● Natural-language object grounding data
= Beginning of Section =
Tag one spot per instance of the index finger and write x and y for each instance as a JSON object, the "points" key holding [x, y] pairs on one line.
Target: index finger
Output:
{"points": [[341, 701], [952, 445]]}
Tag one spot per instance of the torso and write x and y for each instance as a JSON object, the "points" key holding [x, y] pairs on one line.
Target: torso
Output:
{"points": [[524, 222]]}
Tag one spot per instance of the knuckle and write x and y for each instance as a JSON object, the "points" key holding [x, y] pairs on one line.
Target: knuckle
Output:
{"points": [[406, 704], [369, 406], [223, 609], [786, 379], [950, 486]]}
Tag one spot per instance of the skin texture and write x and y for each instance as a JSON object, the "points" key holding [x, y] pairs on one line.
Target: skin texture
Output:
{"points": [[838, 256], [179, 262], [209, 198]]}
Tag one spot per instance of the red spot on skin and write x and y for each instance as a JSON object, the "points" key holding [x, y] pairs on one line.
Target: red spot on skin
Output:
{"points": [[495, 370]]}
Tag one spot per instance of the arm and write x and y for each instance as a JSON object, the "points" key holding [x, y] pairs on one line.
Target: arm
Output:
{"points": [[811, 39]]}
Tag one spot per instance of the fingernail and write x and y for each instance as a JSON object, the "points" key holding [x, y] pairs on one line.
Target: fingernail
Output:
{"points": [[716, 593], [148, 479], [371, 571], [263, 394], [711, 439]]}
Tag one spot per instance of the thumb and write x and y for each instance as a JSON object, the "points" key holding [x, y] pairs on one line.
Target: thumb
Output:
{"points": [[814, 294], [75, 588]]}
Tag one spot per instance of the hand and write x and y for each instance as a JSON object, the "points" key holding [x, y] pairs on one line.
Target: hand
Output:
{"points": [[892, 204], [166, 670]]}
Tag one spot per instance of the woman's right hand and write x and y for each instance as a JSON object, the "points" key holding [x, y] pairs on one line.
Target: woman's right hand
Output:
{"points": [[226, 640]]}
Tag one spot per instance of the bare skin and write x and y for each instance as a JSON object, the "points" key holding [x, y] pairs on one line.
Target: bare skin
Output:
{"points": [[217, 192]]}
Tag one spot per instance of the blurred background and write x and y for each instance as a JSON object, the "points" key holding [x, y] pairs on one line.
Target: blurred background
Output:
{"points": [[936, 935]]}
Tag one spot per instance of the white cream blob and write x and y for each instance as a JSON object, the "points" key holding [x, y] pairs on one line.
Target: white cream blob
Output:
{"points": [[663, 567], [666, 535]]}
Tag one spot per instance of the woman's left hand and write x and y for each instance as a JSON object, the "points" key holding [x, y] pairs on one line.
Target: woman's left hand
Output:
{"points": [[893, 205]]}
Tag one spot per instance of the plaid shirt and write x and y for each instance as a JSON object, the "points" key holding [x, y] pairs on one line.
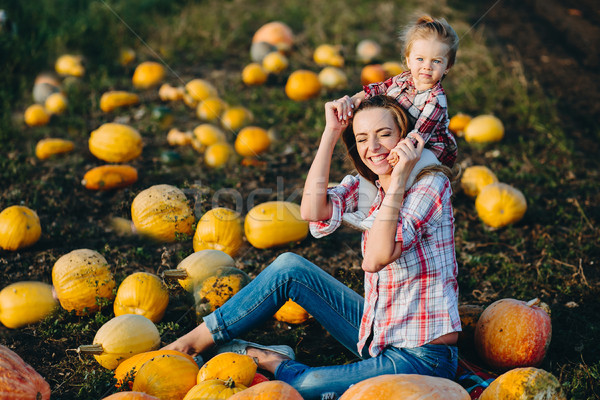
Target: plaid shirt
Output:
{"points": [[413, 300], [430, 116]]}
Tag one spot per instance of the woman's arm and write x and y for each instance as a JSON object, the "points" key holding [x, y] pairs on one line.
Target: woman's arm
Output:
{"points": [[315, 205], [381, 247]]}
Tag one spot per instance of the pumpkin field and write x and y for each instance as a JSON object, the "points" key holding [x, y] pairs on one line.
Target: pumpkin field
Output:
{"points": [[152, 160]]}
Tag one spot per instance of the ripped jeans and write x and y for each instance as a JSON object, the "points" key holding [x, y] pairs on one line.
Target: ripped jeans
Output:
{"points": [[339, 309]]}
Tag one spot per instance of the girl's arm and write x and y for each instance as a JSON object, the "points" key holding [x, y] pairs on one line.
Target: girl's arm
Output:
{"points": [[315, 205], [381, 247]]}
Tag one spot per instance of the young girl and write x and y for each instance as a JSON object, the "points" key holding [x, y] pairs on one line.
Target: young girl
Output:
{"points": [[408, 321]]}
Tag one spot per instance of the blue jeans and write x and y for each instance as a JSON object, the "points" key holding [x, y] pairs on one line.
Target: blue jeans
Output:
{"points": [[339, 309]]}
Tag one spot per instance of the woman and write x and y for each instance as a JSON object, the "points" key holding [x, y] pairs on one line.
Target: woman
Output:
{"points": [[408, 320]]}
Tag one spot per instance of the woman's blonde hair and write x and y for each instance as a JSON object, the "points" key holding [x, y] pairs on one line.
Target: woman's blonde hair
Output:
{"points": [[427, 27]]}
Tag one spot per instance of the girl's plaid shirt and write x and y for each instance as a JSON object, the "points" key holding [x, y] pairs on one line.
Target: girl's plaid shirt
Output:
{"points": [[413, 300]]}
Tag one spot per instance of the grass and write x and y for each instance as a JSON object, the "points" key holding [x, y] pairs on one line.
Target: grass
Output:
{"points": [[549, 254]]}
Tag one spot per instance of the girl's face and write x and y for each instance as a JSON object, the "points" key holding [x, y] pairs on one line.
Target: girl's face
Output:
{"points": [[428, 62], [376, 132]]}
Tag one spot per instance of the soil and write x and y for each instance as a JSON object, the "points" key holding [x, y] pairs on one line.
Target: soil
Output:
{"points": [[558, 44]]}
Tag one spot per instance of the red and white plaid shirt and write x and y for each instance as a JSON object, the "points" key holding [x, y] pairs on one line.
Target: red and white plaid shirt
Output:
{"points": [[429, 113], [413, 300]]}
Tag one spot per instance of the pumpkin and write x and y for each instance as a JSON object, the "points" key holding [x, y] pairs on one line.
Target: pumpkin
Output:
{"points": [[125, 372], [210, 108], [144, 294], [122, 337], [302, 85], [46, 148], [216, 155], [458, 123], [162, 212], [168, 377], [214, 389], [36, 115], [69, 65], [117, 98], [18, 380], [270, 390], [238, 367], [107, 177], [291, 313], [81, 276], [198, 266], [220, 229], [274, 223], [484, 128], [147, 75], [56, 104], [251, 141], [474, 178], [372, 73], [276, 33], [235, 118], [406, 387], [499, 204], [24, 303], [513, 333], [212, 292], [327, 54], [275, 63], [333, 78], [524, 384], [115, 143], [19, 228], [367, 50], [254, 74]]}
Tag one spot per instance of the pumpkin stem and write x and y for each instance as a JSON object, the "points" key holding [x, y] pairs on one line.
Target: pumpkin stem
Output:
{"points": [[175, 274], [90, 349]]}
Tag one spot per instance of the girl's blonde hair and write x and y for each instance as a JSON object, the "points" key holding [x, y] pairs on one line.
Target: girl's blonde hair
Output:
{"points": [[427, 27]]}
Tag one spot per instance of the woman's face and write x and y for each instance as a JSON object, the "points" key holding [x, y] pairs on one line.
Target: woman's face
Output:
{"points": [[376, 133]]}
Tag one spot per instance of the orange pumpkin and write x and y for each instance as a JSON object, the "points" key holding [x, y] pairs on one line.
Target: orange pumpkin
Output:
{"points": [[18, 380]]}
= End of Section =
● Description of the task
Restate the records above exactly, less any pictures.

● Your solution
Tag one spot per instance of the index finger and write x and y for each instance as a JSON object, the "points" key holding [x, y] pairs on one line.
Target: index finger
Output:
{"points": [[341, 701], [952, 445]]}
Tag one spot per instance of the torso and write x and y for each instance as a JSON object, the "points" key holding [x, y] pairs on one line.
Target: torso
Output:
{"points": [[524, 222]]}
Tag one spot per instance of the knuckle and write x and y for each instance as a JSON object, the "points" key holding [x, y] pairs on one line.
Target: knuckle
Output:
{"points": [[406, 704], [369, 406], [223, 609], [786, 379], [950, 486]]}
Tag one spot per instance of the skin texture and write x and y for each instance as a JSON object, the "points" key holding [x, y] pairs on one line.
Target: skin texture
Output:
{"points": [[838, 256], [179, 262], [209, 198]]}
Tag one spot per instance of the red spot on skin and write x and y for each instance as a JSON object, the "points" key holding [x, y] pairs on one line.
Target: red spot on skin
Output:
{"points": [[495, 370]]}
Tag one spot per instance of the arm and write x and y for each instance as a JSON object, the "points" key holding [x, y] pairs on one line.
Target: arm
Output:
{"points": [[811, 39]]}
Tag one spot per instance of the fingernail and write x and y for each instance as a JSON object, the "points" key holding [x, y] pairs on one line.
Target: fingernail
Output:
{"points": [[716, 593], [148, 479], [371, 571], [263, 394], [711, 439]]}
Tag one spot per instance of the thumb and write x and y for each instance as a JSON object, the "points" key holding [x, y] pairs on one line.
Target: thumb
Output:
{"points": [[814, 294], [75, 588]]}
Tag one spot per instance of the hand and write x and y for each instance as a JSON object, the "points" key holding [x, y] pairs on one line.
Target: hand
Output:
{"points": [[892, 204], [166, 670]]}
Tag one spot per instance of the woman's right hand and write x and y for each instance as a JSON object, the "points" key holding [x, y] pairs on one line.
Target: woman's right hand
Output:
{"points": [[226, 640]]}
Tag one spot per instance of the bare skin and write x and y for each instance as a JSON object, the "points" key holding [x, y] pairs on one line.
Target: bare skin
Output:
{"points": [[217, 192]]}
Tag one spot per instance of the blurred background and write x and y for each instance as a JSON object, the "points" key holding [x, y] pairs on one line.
Target: blurred background
Output:
{"points": [[936, 935]]}
Tag one spot per instance of the white cream blob and write x and y for each instance as a JSON object, the "points" key holding [x, y] pairs on one line.
Target: white cream blob
Output:
{"points": [[663, 567], [666, 535]]}
Tag one spot per instance of the woman's left hand and write x and y for each instance as a JSON object, the "points" key holding [x, y] pairs on one line.
Target: woman's left hand
Output:
{"points": [[893, 205]]}
Tag one spot per instance of the plaid shirt and write x and y for each instance as a JSON object, the "points" key holding [x, y] pairs on one line.
Target: plaid shirt
Output:
{"points": [[413, 300], [430, 116]]}
Tag one spot per instance of the woman's arm and write x and y for each instance as a JSON object, the "points" key holding [x, y] pairs on one line.
Target: woman's arm
Output:
{"points": [[315, 205], [381, 247]]}
Tag one spot per instance of the pumpkin field and write x and y for each instance as a JSON object, the "points" key holding [x, y] pairs on one line.
Target: pumpkin field
Output:
{"points": [[152, 160]]}
Tag one spot per instance of the ripped jeans and write x and y for each instance as a JSON object, the "points" key holding [x, y] pairs on one line.
Target: ripped jeans
Output:
{"points": [[339, 309]]}
Tag one spot per instance of the girl's arm and write x and y for each instance as a JSON object, the "points" key holding [x, y] pairs on one line.
Target: girl's arm
Output:
{"points": [[315, 205], [381, 247]]}
Tag one spot per instance of the young girl and write x and y for each instance as a JSON object, the "points" key holding [x, y] pairs on one line.
Target: young girl
Output:
{"points": [[408, 321]]}
Tag one spot per instance of the blue jeans and write x and y for each instance as a JSON object, the "points" key holding [x, y] pairs on one line.
Target: blue jeans
Output:
{"points": [[339, 309]]}
Tag one spot per instance of the woman and write x and y for each instance as a JSON object, the "points" key holding [x, y] pairs on one line.
Target: woman
Output:
{"points": [[408, 320]]}
Tag one spot per instance of the woman's blonde hair and write x and y for each instance as a JSON object, the "points" key holding [x, y] pairs on one line.
Target: woman's blonde hair
Output:
{"points": [[427, 27]]}
Tag one spot per instance of the girl's plaid shirt and write x and y for each instance as a JSON object, the "points" key holding [x, y] pairs on one line.
Target: girl's plaid shirt
Output:
{"points": [[413, 300]]}
Tag one spot per instance of the grass and write x and y for each instance as a JSON object, the "points" key holding [x, y] pairs on one line.
Target: grass
Output:
{"points": [[549, 254]]}
Tag one spot per instance of the girl's face and write x and y for each instance as a JSON object, the "points" key holding [x, y] pairs on one line.
Target: girl's face
Output:
{"points": [[428, 62], [376, 132]]}
Tag one spot per instance of the soil and write x and y for each instance as a JSON object, the "points" key holding [x, y] pairs on one line.
Target: soil
Output:
{"points": [[558, 44]]}
Tag one spot per instance of the red and white plaid shirt and write x and y for each instance as a JSON object, the "points" key holding [x, y] pairs on one line.
Target: red and white plaid shirt
Output:
{"points": [[429, 113], [413, 300]]}
Tag one spot per instance of the pumpkin and write x and y for each instance as a JSON object, the "points" key holding [x, y] pairs on one line.
Target: pumpkin
Output:
{"points": [[125, 372], [210, 108], [144, 294], [122, 337], [302, 85], [46, 148], [216, 155], [458, 123], [162, 212], [168, 377], [214, 389], [36, 115], [69, 65], [117, 98], [18, 380], [270, 390], [238, 367], [107, 177], [291, 313], [81, 276], [198, 266], [220, 229], [274, 223], [484, 128], [147, 75], [56, 104], [251, 141], [474, 178], [372, 73], [276, 33], [235, 118], [406, 387], [499, 204], [24, 303], [513, 333], [212, 292], [327, 54], [275, 63], [333, 78], [524, 384], [115, 143], [19, 228], [367, 50], [254, 74]]}
Tag one spot per instance of the pumpkin stem and write x and y for each instance as a JSON object, the "points" key holding [x, y] pairs on one line.
Target: pumpkin stem
Output:
{"points": [[175, 274], [90, 349]]}
Tag one spot per instance of the girl's blonde hair and write x and y for each instance as a JSON object, the "points" key holding [x, y] pairs on one line.
Target: girl's blonde hair
Output:
{"points": [[427, 27]]}
Tag one spot per instance of the woman's face and write x and y for each instance as a JSON object, the "points" key holding [x, y] pairs on one line.
Target: woman's face
Output:
{"points": [[376, 133]]}
Tag one spot per instance of the orange pumpkin and write x and y for each instance as a JSON object, the "points" key holding [x, y] pairs on one line.
Target: orange pumpkin
Output:
{"points": [[18, 380]]}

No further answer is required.